DOCUMENT TEXT
--- --- ---

Sliders is a truly unique show. The premise is amazing. People I talk to who don't like the show agree that the premise was great. The "what if" facet of Sliders is fascinating. Everyone dreams of what could have happened if things were different. That's what made Quinn make that first slide. Even without Sliders, the "what if" question continues to circulate throughout television and movies.

Sliders survived multiple cancellations. What other shows can claim that? Sliders survived cast change after cast change after cast change after cast change. What other show can claim to keep good ratings after losing 75 per cent of its original cast, including two fan favorites? When you watched the pilot, would you think that Rembrandt would be the one to survive if someone had to? Rembrandt, the comic relief?

Sliders has spawned several websites and fan fiction. How many shows have entire sites like the Otherworlds, filled with fan fiction? How many shows have sites like The Dimension of Continuity that break down every facet of the show? Fans have stuck with the show through the good, the bad and the really bad. Many despise most of the show. How many shows can claim to keep a stable fanbase when most of the fanbase only like about 20 of the episodes?

This is a show the network didn't want. FOX cancelled it every single year, and it was saved every year. The Sci-Fi Channel took advantage of the fans and tried to cancel it to no avail. Even with no actors, no budget, and no interest, a sixth season almost happened. It really shows the power of fans. The fans kept a show on the air for five years that should've been on for 20 episodes. Probably less. And all because of how it started.

--- --- ---

Stored data entries

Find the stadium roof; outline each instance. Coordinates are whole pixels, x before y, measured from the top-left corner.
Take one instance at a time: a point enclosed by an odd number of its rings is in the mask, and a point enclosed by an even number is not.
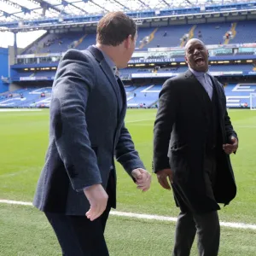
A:
[[[252,1],[240,0],[239,3]],[[254,1],[253,1],[254,2]],[[236,3],[236,0],[0,0],[0,21],[102,15]]]

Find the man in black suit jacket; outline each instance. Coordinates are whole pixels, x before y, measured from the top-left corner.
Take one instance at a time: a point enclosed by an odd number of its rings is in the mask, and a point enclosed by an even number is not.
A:
[[[154,171],[180,207],[174,256],[190,253],[195,233],[200,255],[218,255],[218,203],[236,194],[230,154],[237,135],[226,111],[222,84],[208,73],[208,53],[198,39],[185,47],[189,70],[168,79],[160,93],[154,123]]]
[[[136,38],[132,19],[108,13],[98,23],[96,45],[68,50],[58,67],[34,206],[45,212],[66,256],[108,255],[103,233],[116,205],[114,156],[138,189],[150,186],[125,125],[126,95],[117,73]]]

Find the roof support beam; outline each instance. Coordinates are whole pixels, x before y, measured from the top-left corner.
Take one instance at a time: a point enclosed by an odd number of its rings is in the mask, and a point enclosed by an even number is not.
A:
[[[151,7],[148,4],[146,4],[142,0],[137,0],[139,3],[141,3],[143,6],[146,6],[148,9],[151,9]]]
[[[95,4],[95,5],[96,5],[97,7],[99,7],[100,9],[102,9],[103,10],[105,10],[106,12],[109,12],[109,10],[108,9],[107,9],[106,8],[104,8],[104,7],[102,7],[102,6],[101,6],[101,5],[99,5],[99,4],[97,4],[97,3],[96,3],[94,1],[92,1],[92,0],[89,0],[90,3],[92,3],[93,4]]]
[[[43,8],[43,9],[44,10],[47,10],[47,9],[54,9],[55,11],[60,13],[60,14],[62,14],[62,15],[68,15],[67,13],[64,12],[64,11],[61,11],[61,9],[59,9],[56,6],[60,6],[61,4],[57,4],[57,5],[53,5],[53,4],[50,4],[49,3],[46,2],[46,1],[44,1],[44,0],[33,0],[35,2],[38,2],[40,3],[40,6]]]
[[[8,4],[9,6],[15,7],[17,9],[21,9],[21,11],[25,14],[30,14],[31,13],[31,10],[29,9],[27,9],[26,7],[20,5],[20,4],[15,3],[13,3],[11,1],[1,0],[1,2],[5,3],[6,4]]]
[[[74,7],[74,8],[76,8],[77,9],[79,9],[79,10],[82,11],[84,14],[88,15],[88,12],[86,12],[86,11],[85,11],[84,9],[83,9],[82,8],[74,5],[73,3],[68,3],[68,2],[67,2],[66,0],[62,0],[62,1],[61,1],[61,4],[63,4],[64,7],[65,7],[65,6],[71,5],[71,6]]]
[[[123,3],[119,3],[119,1],[117,0],[113,0],[115,3],[117,3],[118,4],[121,5],[124,7],[124,9],[127,9],[127,10],[131,10],[128,7],[126,7],[125,5],[124,5]]]
[[[166,0],[161,0],[164,3],[166,3],[168,7],[171,7],[171,5],[166,1]]]

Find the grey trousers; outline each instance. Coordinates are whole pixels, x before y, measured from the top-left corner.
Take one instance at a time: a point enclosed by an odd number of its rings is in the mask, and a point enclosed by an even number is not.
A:
[[[216,160],[211,155],[205,160],[207,195],[214,199],[212,184],[215,182]],[[180,212],[176,225],[172,256],[189,256],[197,233],[200,256],[217,256],[219,247],[220,227],[217,211],[201,214]]]

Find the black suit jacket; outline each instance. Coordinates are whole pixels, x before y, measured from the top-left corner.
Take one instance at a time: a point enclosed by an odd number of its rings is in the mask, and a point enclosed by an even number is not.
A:
[[[154,172],[171,167],[177,205],[183,210],[189,206],[198,212],[219,209],[218,202],[229,204],[236,194],[230,156],[222,149],[222,144],[237,135],[226,111],[224,88],[212,77],[212,82],[218,97],[221,132],[221,142],[217,145],[215,200],[207,195],[203,169],[209,129],[205,98],[208,96],[189,70],[164,84],[154,128]]]

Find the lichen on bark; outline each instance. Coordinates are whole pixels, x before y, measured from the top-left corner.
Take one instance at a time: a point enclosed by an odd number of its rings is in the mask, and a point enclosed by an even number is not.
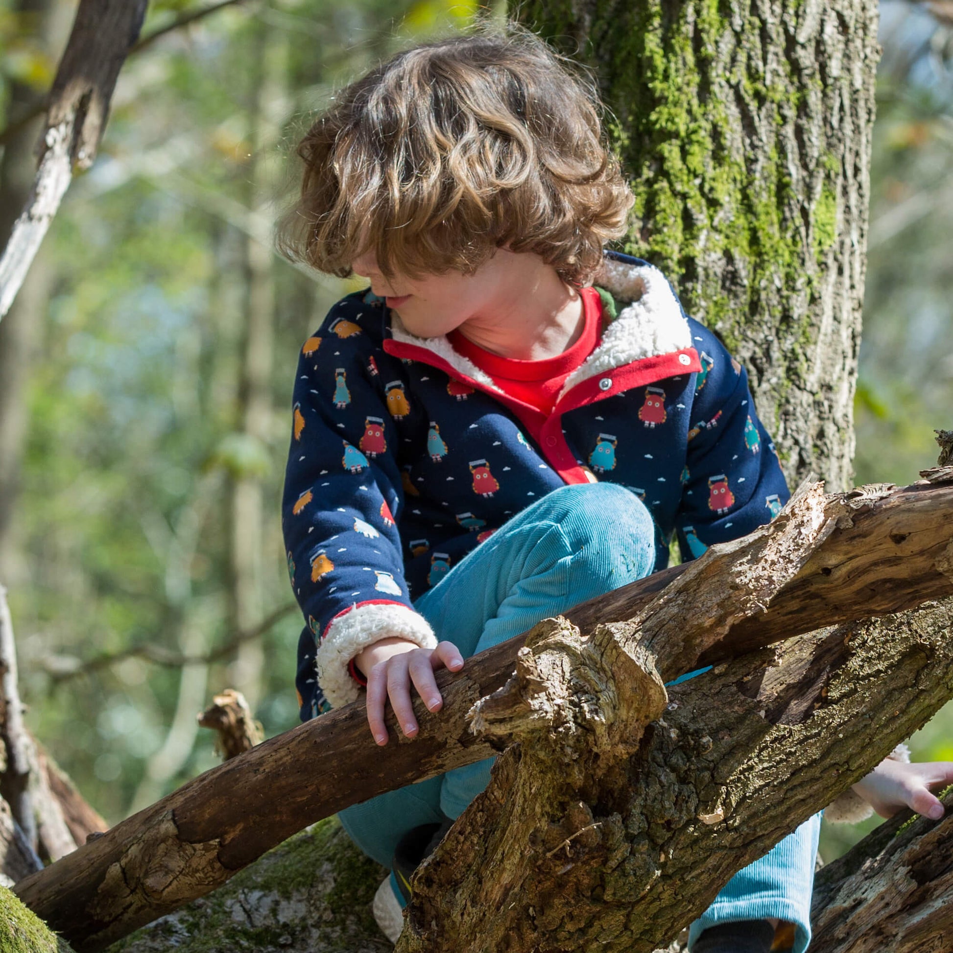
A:
[[[636,195],[624,250],[745,364],[785,476],[851,482],[877,5],[521,5],[596,72]]]

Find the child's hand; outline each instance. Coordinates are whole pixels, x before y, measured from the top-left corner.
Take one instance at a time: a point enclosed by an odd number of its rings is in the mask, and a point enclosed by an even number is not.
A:
[[[367,723],[371,734],[378,744],[387,744],[384,705],[388,696],[404,737],[413,738],[417,733],[417,723],[411,703],[411,681],[424,704],[432,712],[439,711],[443,699],[434,672],[443,666],[458,672],[463,667],[463,657],[453,642],[440,642],[436,649],[421,649],[406,639],[391,638],[369,645],[355,662],[367,675]]]
[[[893,817],[902,808],[909,807],[939,821],[943,816],[943,805],[929,789],[948,784],[953,784],[953,761],[904,764],[888,758],[853,789],[882,818]]]

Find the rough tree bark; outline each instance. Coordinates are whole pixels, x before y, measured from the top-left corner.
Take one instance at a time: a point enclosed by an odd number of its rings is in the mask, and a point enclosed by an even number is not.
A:
[[[785,475],[851,484],[870,132],[869,0],[537,0],[615,114],[627,250],[745,365]]]
[[[902,605],[950,592],[953,529],[950,520],[938,515],[953,507],[953,486],[943,482],[951,474],[940,469],[930,476],[938,482],[924,480],[923,485],[896,493],[881,489],[874,494],[824,497],[818,486],[805,485],[772,524],[743,540],[712,547],[700,559],[669,571],[663,578],[671,581],[661,591],[657,577],[627,587],[629,598],[617,596],[608,600],[601,614],[601,600],[578,607],[570,616],[591,638],[580,639],[578,629],[569,621],[553,622],[565,638],[546,642],[539,659],[528,648],[521,649],[518,678],[501,689],[494,692],[512,671],[513,643],[508,645],[508,656],[507,646],[497,646],[471,659],[445,692],[445,713],[428,717],[420,712],[424,732],[413,743],[372,756],[366,752],[371,742],[361,707],[349,706],[207,772],[92,843],[27,878],[17,884],[17,893],[78,948],[100,949],[136,925],[213,889],[310,821],[486,757],[492,751],[487,739],[501,744],[529,731],[534,738],[541,736],[532,746],[541,757],[554,719],[559,722],[554,729],[557,751],[562,750],[564,740],[571,748],[574,735],[585,736],[585,757],[572,753],[575,768],[561,765],[558,779],[549,783],[553,791],[561,784],[563,796],[555,801],[542,799],[539,809],[559,813],[566,797],[584,801],[580,791],[587,786],[598,791],[600,784],[614,791],[613,797],[624,798],[629,790],[625,765],[645,726],[664,708],[662,681],[692,668],[706,652],[729,653],[736,626],[743,633],[747,649],[798,631],[799,615],[785,606],[791,594],[805,607],[800,624],[807,628],[816,624],[811,607],[818,602],[824,603],[832,618],[869,615],[869,601],[859,597],[871,588],[895,594]],[[934,505],[924,510],[927,498]],[[855,544],[844,555],[843,537],[858,533],[865,549]],[[920,557],[897,559],[898,546],[905,545],[912,552],[916,543],[922,547]],[[837,553],[839,558],[835,558]],[[871,558],[871,554],[879,556]],[[905,569],[908,563],[916,567],[918,580],[907,587],[911,592],[891,581],[891,572],[895,575],[898,567]],[[840,578],[845,571],[853,574],[852,582]],[[838,583],[831,588],[828,580],[835,576]],[[823,595],[819,597],[819,593]],[[838,598],[842,599],[840,604]],[[774,613],[773,599],[779,610]],[[605,619],[613,618],[621,621],[605,624]],[[760,622],[760,642],[741,628],[743,619],[754,618]],[[899,631],[897,639],[901,639]],[[553,652],[557,643],[566,649],[565,659]],[[716,648],[720,644],[720,650]],[[860,653],[858,658],[869,661],[877,657]],[[496,664],[491,667],[488,661]],[[890,668],[894,662],[882,664],[897,674]],[[792,671],[794,676],[785,676],[785,692],[797,699],[814,682],[797,684],[801,670]],[[943,673],[940,665],[923,673],[918,698],[925,707],[904,700],[904,715],[894,720],[894,730],[909,734],[921,723],[918,720],[932,714],[949,697],[944,694]],[[528,694],[523,692],[527,688]],[[467,737],[461,716],[480,699],[474,709],[478,712],[475,723],[483,728],[485,737],[474,740]],[[851,699],[856,700],[855,696]],[[573,727],[576,708],[579,708],[578,730]],[[856,712],[851,711],[850,717],[856,718]],[[503,728],[501,722],[505,722]],[[839,721],[832,723],[841,730]],[[858,723],[862,725],[862,719]],[[734,727],[729,724],[726,731]],[[812,730],[820,730],[817,721]],[[562,738],[565,733],[568,740]],[[887,734],[879,740],[886,743],[892,737]],[[854,732],[851,738],[856,740]],[[335,751],[342,750],[353,750],[353,759],[335,757]],[[308,788],[314,770],[311,752],[314,751],[325,756],[330,777],[335,779],[319,792]],[[823,798],[831,795],[831,784],[846,787],[869,770],[882,757],[878,751],[876,743],[868,745],[857,764],[851,765],[853,773],[834,772],[833,781],[830,764],[819,760],[812,777],[823,781],[813,782],[814,796],[820,799],[816,807],[827,802]],[[590,763],[594,759],[598,770]],[[549,760],[555,761],[556,754]],[[534,776],[531,783],[537,782],[540,778]],[[591,802],[596,805],[598,801]],[[267,821],[258,816],[258,804],[268,805]],[[525,832],[512,833],[517,839],[515,842],[519,842]],[[783,833],[776,827],[766,836]],[[524,862],[532,859],[529,853],[521,856]],[[492,867],[496,862],[488,862]]]
[[[148,2],[80,0],[50,93],[33,189],[0,256],[0,319],[59,209],[73,166],[92,165],[119,70],[139,36]]]

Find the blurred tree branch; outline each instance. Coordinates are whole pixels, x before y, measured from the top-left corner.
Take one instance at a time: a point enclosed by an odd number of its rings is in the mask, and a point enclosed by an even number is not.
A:
[[[161,645],[144,644],[133,645],[120,652],[105,652],[86,661],[79,661],[78,659],[60,656],[58,657],[58,663],[51,659],[44,659],[41,667],[54,683],[59,684],[79,678],[80,676],[91,675],[93,672],[98,672],[104,668],[109,668],[111,665],[125,661],[127,659],[144,659],[146,661],[154,662],[156,665],[164,665],[168,668],[181,668],[184,665],[211,665],[216,661],[221,661],[223,659],[227,659],[242,642],[260,639],[273,626],[276,625],[281,619],[291,615],[296,609],[297,605],[294,602],[280,606],[266,616],[253,628],[248,629],[245,632],[235,633],[228,641],[205,655],[184,655],[181,652],[175,652]]]
[[[142,37],[138,43],[130,50],[127,54],[132,56],[134,53],[140,52],[147,47],[152,46],[160,36],[165,36],[166,33],[173,32],[176,30],[181,30],[183,27],[188,27],[198,20],[202,20],[209,16],[211,13],[217,13],[218,10],[222,10],[224,7],[233,7],[235,4],[245,3],[246,0],[220,0],[219,3],[212,4],[210,7],[205,7],[200,10],[190,10],[187,13],[182,13],[180,16],[176,17],[171,23],[166,24],[164,27],[159,27],[153,30],[148,35]],[[7,125],[4,129],[0,130],[0,146],[5,146],[13,136],[15,136],[21,130],[28,126],[30,120],[35,119],[40,115],[45,109],[50,105],[50,96],[44,96],[40,102],[33,106],[30,112],[24,112],[22,115],[17,116],[12,122]]]
[[[135,44],[148,0],[80,0],[50,93],[40,162],[27,206],[0,257],[0,319],[23,284],[72,180],[89,169],[106,128],[119,71]]]

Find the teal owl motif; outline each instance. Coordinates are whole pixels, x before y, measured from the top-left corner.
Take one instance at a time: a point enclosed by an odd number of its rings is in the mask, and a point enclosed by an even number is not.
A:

--- --- ---

TASK DIRECTIONS
In the passage on Sliders, why does the writer find the show's "what if" facet fascinating? The rows aren't required for the work here.

EXERCISE ANSWER
The writer finds it fascinating because everyone dreams of what could have happened if things were different. That same impulse is what made Quinn make the first slide.